PASSAGE PROVIDED →

Giulia Steingruber of Switzerland fetched up in the last pack of vaulters, subdivision 12 of women’s all round team qualification, late on Saturday to prolong the party, and Indian gymnast Dipa Karmakar’s anxious wait. To earn the right to compete in the event final of the Vault on October 31.
At the SECC Hydro in Glasgow, Karmakar was poised to create history — become the first Indian to make the finals on the individual apparatus of the World Championship, on her favoured vault — considered the most powerful of challenges in women’s gymnastics demanding every ounce of strength. She was 6th on the table.
Steingruber, the best of Switzerland’s gymnast was gunning to take her nation into the team event finals, with a spot in the test event for the Rio Olympics also at stake. Mexican Medina Moreno and Russian Seda Tutkhalian were 7th and 8th respectively with the top 8 qualifying.

GIVEN REQUEST A → According to the gymnastics report, at which venue and in which city was Karmakar competing?

Data extracted from a collection
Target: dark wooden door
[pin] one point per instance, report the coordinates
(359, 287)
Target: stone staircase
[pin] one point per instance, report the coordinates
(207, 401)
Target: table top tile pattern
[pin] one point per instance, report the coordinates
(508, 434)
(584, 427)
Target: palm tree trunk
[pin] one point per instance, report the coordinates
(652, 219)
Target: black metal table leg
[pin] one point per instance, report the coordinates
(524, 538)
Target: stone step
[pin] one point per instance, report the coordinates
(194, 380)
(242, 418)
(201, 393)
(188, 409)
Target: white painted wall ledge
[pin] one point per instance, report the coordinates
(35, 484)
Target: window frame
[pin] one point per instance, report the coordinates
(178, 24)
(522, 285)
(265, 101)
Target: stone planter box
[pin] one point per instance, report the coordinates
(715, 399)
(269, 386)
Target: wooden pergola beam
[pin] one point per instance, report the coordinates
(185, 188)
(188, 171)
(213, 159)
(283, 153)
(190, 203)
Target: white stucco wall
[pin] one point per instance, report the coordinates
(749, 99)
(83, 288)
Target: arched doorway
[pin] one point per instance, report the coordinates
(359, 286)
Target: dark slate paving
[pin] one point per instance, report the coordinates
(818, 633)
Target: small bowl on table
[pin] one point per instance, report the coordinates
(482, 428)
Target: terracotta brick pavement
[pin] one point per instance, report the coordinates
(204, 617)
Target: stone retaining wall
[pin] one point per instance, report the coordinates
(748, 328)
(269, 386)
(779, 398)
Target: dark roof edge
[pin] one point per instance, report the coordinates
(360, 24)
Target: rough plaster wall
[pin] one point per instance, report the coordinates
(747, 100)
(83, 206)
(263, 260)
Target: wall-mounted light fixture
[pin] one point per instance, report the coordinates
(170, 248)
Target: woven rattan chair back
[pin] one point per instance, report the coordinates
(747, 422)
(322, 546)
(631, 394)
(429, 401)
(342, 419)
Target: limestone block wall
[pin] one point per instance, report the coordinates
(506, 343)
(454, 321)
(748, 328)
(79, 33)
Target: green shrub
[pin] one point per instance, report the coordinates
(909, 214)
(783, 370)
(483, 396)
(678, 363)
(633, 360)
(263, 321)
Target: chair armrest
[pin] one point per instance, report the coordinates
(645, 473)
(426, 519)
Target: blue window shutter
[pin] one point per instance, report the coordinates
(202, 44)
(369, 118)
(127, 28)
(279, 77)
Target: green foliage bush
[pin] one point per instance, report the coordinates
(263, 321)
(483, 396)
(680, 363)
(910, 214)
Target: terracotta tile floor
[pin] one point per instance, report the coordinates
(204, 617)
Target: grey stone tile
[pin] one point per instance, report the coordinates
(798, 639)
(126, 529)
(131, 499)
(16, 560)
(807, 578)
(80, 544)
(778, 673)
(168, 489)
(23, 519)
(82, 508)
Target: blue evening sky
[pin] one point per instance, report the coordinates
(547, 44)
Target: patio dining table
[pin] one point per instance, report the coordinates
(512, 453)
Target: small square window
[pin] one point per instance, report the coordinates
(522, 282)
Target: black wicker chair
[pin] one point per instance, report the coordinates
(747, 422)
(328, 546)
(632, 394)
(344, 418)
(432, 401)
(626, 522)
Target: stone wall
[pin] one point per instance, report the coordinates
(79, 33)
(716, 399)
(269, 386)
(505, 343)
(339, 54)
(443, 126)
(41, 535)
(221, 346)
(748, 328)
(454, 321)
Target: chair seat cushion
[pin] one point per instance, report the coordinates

...

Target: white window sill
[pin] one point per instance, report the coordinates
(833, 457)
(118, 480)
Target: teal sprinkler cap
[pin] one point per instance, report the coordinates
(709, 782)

GIVEN REQUEST B → Please find every line in the rows that contains the word "white" and copy each one out; case counts.

EXERCISE SOLUTION A → The SECC Hydro in Glasgow.

EXERCISE SOLUTION B →
Target: white painted wall ledge
Target: white stucco wall
Target: white window sill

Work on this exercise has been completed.